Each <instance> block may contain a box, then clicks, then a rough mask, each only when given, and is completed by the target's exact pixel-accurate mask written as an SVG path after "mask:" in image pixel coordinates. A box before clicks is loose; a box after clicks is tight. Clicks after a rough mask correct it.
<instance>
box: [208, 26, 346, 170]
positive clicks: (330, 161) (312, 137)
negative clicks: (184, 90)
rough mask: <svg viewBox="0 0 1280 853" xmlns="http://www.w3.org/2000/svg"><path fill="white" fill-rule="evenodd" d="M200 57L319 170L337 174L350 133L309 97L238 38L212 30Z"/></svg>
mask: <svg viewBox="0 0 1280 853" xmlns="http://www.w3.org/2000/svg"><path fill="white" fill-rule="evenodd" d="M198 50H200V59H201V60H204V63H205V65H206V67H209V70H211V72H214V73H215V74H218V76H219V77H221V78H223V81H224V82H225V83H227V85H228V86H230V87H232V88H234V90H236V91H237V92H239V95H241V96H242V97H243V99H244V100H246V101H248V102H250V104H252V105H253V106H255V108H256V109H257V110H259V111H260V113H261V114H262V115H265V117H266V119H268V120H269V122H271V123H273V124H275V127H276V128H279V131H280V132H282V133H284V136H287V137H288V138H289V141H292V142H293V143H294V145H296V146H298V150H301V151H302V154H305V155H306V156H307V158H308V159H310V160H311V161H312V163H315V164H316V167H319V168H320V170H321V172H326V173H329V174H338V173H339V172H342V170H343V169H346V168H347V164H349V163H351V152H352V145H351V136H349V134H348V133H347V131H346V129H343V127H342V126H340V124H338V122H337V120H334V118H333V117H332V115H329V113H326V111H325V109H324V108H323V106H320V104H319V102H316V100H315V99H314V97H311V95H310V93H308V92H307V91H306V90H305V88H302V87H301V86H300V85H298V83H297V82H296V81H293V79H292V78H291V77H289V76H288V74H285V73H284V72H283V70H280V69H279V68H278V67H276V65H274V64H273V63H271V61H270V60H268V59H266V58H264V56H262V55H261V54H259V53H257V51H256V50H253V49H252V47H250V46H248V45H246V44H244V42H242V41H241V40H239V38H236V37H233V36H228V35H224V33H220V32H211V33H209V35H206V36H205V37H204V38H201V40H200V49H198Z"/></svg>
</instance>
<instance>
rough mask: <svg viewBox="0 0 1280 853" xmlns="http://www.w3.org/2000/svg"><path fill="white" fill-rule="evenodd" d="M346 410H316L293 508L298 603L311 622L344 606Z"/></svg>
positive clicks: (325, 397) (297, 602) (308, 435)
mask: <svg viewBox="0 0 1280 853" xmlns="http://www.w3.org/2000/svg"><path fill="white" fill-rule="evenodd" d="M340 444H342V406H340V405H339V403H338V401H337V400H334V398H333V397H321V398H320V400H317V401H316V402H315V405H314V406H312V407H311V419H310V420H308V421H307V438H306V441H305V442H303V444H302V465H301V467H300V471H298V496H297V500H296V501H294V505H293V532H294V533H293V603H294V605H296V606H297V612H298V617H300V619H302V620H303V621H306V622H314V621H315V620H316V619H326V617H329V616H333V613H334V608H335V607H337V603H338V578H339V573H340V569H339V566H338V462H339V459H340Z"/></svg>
◇ ◇ ◇ ◇ ◇ ◇ ◇
Your task: Copy out every one of the records above, line for line, without changing a single character.

Response to the exercise:
Each <instance> block may contain a box, then clicks, then a rough mask, each only when given, and is completed by the target's exact pixel-accurate mask written as an SVG path after "mask:" in image pixel coordinates. A box before clicks is loose; a box after clicks is tight. Clicks after a rough mask correct it.
<instance>
box: [208, 26, 346, 170]
positive clicks: (330, 161) (312, 137)
negative clicks: (184, 90)
rough mask: <svg viewBox="0 0 1280 853" xmlns="http://www.w3.org/2000/svg"><path fill="white" fill-rule="evenodd" d="M200 57L319 170L337 174L350 133L309 97L238 38L212 30Z"/></svg>
mask: <svg viewBox="0 0 1280 853" xmlns="http://www.w3.org/2000/svg"><path fill="white" fill-rule="evenodd" d="M198 50H200V59H201V60H204V63H205V65H206V67H209V70H211V72H214V73H215V74H218V76H219V77H221V78H223V81H224V82H225V83H227V85H228V86H230V87H232V88H234V90H236V91H237V92H239V95H241V96H242V97H243V99H244V100H246V101H248V102H250V104H252V105H253V106H255V108H256V109H257V110H259V111H260V113H261V114H262V115H265V117H266V119H268V120H269V122H271V123H273V124H275V127H276V128H279V131H280V132H282V133H284V136H287V137H288V138H289V141H292V142H293V143H294V145H296V146H298V150H301V151H302V154H305V155H306V156H307V158H308V159H310V160H311V161H312V163H315V164H316V167H319V168H320V170H321V172H326V173H329V174H338V173H339V172H342V170H343V169H346V168H347V164H349V163H351V152H352V145H351V136H349V134H348V133H347V131H346V129H343V127H342V126H340V124H338V122H337V120H334V118H333V117H332V115H329V113H326V111H325V109H324V108H323V106H320V104H319V102H316V100H315V99H314V97H311V95H310V93H308V92H307V91H306V90H305V88H302V87H301V86H300V85H298V83H297V82H296V81H293V79H292V78H291V77H289V76H288V74H285V73H284V72H283V70H280V69H279V68H278V67H276V65H274V64H273V63H271V61H270V60H268V59H266V58H264V56H262V55H261V54H259V53H257V51H256V50H253V49H252V47H250V46H248V45H246V44H244V42H242V41H241V40H239V38H236V37H233V36H228V35H224V33H220V32H211V33H209V35H206V36H205V37H204V38H201V40H200V49H198Z"/></svg>
</instance>
<instance>
rough mask: <svg viewBox="0 0 1280 853" xmlns="http://www.w3.org/2000/svg"><path fill="white" fill-rule="evenodd" d="M346 410H316L293 508L298 603L311 622L344 606Z"/></svg>
positive clicks: (325, 397) (297, 602) (308, 435)
mask: <svg viewBox="0 0 1280 853" xmlns="http://www.w3.org/2000/svg"><path fill="white" fill-rule="evenodd" d="M340 444H342V406H340V405H339V403H338V401H337V400H334V398H333V397H321V398H320V400H317V401H316V402H315V405H314V406H312V407H311V419H310V420H308V421H307V438H306V441H305V442H303V444H302V465H301V467H300V471H298V496H297V500H296V501H294V505H293V532H294V533H293V603H294V605H296V606H297V612H298V617H300V619H302V620H303V621H306V622H314V621H315V620H316V619H326V617H329V616H333V613H334V608H335V607H337V603H338V578H339V573H340V569H339V566H338V462H339V459H340Z"/></svg>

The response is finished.